*Data in this exercise*:
<<<<
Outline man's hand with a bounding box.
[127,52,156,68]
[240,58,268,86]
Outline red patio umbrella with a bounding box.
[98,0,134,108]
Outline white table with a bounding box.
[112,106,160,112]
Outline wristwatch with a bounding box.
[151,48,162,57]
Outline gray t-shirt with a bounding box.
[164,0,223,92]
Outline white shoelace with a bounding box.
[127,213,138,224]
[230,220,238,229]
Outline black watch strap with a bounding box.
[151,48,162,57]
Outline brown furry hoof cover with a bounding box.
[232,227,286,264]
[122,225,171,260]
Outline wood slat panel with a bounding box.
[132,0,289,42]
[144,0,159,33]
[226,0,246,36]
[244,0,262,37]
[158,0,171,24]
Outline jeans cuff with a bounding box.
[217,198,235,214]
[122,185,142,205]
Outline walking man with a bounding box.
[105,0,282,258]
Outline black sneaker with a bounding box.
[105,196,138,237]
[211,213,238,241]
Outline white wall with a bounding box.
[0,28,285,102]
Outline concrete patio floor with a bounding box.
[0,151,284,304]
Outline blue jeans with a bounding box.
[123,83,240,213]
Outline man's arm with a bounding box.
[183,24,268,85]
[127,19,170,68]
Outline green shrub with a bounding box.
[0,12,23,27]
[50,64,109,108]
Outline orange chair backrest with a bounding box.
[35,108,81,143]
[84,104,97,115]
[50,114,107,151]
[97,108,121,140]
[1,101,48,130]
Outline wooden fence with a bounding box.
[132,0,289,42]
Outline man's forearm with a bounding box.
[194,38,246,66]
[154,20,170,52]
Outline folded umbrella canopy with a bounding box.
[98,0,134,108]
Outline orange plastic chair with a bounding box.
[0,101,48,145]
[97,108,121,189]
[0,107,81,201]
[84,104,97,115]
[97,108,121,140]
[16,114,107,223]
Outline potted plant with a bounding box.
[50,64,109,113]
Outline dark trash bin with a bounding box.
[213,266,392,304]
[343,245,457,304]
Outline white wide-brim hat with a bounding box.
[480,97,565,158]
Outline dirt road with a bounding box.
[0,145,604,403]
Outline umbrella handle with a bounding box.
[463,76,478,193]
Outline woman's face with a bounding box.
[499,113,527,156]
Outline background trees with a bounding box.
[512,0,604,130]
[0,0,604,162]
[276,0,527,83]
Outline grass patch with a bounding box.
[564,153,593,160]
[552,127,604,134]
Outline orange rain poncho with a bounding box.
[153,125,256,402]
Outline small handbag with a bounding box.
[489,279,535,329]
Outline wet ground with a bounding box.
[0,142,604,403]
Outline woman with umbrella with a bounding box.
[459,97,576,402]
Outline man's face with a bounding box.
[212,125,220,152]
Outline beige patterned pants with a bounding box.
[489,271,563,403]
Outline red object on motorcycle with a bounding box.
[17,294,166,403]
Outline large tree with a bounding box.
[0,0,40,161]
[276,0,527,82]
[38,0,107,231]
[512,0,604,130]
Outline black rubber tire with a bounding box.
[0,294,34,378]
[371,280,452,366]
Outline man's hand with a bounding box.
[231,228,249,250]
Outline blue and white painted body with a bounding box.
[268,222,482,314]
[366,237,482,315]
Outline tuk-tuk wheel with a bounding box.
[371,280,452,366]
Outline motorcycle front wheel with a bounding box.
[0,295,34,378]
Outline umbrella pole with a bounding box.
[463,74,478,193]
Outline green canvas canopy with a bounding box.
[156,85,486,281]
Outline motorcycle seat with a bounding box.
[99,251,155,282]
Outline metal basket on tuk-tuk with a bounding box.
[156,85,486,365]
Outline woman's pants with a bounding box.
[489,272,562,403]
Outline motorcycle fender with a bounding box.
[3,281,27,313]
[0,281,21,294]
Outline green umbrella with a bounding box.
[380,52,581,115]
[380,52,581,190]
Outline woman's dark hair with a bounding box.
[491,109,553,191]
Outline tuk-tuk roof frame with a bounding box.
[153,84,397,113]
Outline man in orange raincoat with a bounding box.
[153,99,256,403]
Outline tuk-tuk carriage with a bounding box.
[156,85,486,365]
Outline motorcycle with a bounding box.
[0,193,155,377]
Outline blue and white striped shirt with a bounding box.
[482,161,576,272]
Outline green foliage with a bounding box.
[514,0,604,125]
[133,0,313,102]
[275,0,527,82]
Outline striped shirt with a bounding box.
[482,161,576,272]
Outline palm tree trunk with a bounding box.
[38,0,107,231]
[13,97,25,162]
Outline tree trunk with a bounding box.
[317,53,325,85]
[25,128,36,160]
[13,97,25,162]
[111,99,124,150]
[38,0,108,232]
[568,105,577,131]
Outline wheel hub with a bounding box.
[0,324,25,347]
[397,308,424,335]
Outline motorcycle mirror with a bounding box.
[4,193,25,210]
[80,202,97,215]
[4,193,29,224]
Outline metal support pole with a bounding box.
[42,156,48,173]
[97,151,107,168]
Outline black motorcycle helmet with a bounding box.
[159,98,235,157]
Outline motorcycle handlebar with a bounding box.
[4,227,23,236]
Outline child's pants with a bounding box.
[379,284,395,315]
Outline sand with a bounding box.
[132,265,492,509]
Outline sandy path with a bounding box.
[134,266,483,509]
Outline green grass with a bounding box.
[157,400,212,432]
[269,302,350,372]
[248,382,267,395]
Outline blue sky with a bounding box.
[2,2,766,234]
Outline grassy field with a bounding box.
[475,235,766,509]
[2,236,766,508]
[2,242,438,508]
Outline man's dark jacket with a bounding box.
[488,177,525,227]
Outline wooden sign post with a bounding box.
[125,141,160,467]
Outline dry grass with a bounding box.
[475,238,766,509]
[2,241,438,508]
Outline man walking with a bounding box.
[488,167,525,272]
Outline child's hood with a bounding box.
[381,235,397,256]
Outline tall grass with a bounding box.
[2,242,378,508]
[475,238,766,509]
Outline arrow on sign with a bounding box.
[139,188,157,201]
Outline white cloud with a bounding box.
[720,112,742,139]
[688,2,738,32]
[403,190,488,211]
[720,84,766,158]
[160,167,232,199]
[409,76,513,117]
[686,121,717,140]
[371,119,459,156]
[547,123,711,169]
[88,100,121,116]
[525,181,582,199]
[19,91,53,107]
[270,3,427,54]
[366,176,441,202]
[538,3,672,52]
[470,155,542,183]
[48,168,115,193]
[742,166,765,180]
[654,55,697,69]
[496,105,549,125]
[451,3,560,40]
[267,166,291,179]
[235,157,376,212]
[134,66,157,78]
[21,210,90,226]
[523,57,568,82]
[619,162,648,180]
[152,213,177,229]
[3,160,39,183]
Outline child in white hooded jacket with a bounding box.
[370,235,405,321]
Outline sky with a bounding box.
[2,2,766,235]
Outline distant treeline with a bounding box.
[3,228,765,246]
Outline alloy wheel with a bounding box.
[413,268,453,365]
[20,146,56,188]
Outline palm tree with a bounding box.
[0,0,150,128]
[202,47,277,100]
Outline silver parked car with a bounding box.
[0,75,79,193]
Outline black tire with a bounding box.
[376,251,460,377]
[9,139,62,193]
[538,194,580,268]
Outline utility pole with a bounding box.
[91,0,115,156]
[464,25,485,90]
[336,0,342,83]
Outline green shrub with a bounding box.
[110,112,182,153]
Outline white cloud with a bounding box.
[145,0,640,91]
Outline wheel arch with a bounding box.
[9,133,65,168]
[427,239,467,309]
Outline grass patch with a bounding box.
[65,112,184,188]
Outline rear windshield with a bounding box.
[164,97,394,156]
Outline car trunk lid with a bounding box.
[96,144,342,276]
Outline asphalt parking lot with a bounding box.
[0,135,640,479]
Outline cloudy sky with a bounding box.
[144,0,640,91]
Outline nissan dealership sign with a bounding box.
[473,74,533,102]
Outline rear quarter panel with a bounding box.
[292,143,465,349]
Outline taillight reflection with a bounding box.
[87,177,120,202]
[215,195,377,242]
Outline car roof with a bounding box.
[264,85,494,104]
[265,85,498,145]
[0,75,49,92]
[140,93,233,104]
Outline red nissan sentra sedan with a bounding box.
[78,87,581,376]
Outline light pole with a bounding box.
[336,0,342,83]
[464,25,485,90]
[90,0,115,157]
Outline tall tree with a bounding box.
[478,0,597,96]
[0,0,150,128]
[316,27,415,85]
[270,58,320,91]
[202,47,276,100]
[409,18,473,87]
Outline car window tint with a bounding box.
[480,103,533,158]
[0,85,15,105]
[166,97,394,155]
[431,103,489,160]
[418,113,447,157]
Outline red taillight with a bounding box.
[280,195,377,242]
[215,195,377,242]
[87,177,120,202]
>>>>
*Your objective*:
Rewrite the rows as a numbered list with blank lines removed, starting with the line that contains "Outline red patio" and continuing through the line that contains "[463,76,478,193]".

*Answer to this task*:
1. Outline red patio umbrella with a bounding box.
2. [98,0,134,108]
3. Outline white table with a bounding box.
4. [112,106,160,112]
5. Outline wristwatch with a bounding box.
6. [151,48,162,57]
7. Outline gray t-shirt with a bounding box.
8. [164,0,223,92]
9. Outline white shoelace with a bounding box.
10. [127,213,138,224]
11. [230,220,238,229]
12. Outline black watch strap with a bounding box.
13. [151,48,162,57]
14. Outline brown furry hoof cover with a bounding box.
15. [232,227,286,264]
16. [122,225,171,260]
17. Outline wood slat panel with a bounding box.
18. [132,0,289,42]
19. [144,0,159,33]
20. [226,0,246,36]
21. [244,0,262,37]
22. [158,0,171,24]
23. Outline jeans cuff with a bounding box.
24. [217,198,235,214]
25. [122,185,142,205]
26. Outline walking man with a bounding box.
27. [105,0,282,258]
28. Outline black sneaker with a bounding box.
29. [105,196,138,237]
30. [211,213,238,241]
31. Outline white wall with a bounding box.
32. [0,28,285,102]
33. Outline concrete patio floor with a bounding box.
34. [0,151,284,304]
35. Outline blue jeans with a bounding box.
36. [123,83,240,213]
37. Outline man's arm with a bounding box.
38. [183,24,268,85]
39. [127,19,170,68]
40. Outline green shrub with a bounding box.
41. [0,12,23,27]
42. [50,64,109,108]
43. Outline orange chair backrest with a bounding box.
44. [35,108,81,143]
45. [84,104,97,115]
46. [50,114,107,151]
47. [97,108,121,140]
48. [1,101,48,130]
49. Outline wooden fence with a bounding box.
50. [132,0,289,42]
51. Outline man's forearm with a bounding box.
52. [194,38,246,66]
53. [154,20,170,52]
54. Outline folded umbrella canopy with a bounding box.
55. [98,0,134,108]
56. Outline orange plastic chair with a bounding box.
57. [0,101,48,145]
58. [97,108,121,189]
59. [0,107,81,201]
60. [84,104,97,115]
61. [97,108,121,140]
62. [16,114,107,223]
63. Outline potted plant with a bounding box.
64. [50,64,109,113]
65. Outline dark trash bin with a bounding box.
66. [213,266,392,304]
67. [343,245,457,304]
68. Outline white wide-brim hat with a bounding box.
69. [480,97,565,158]
70. Outline dirt road with a bounding box.
71. [0,145,604,403]
72. Outline umbrella handle with a bounding box.
73. [463,76,478,193]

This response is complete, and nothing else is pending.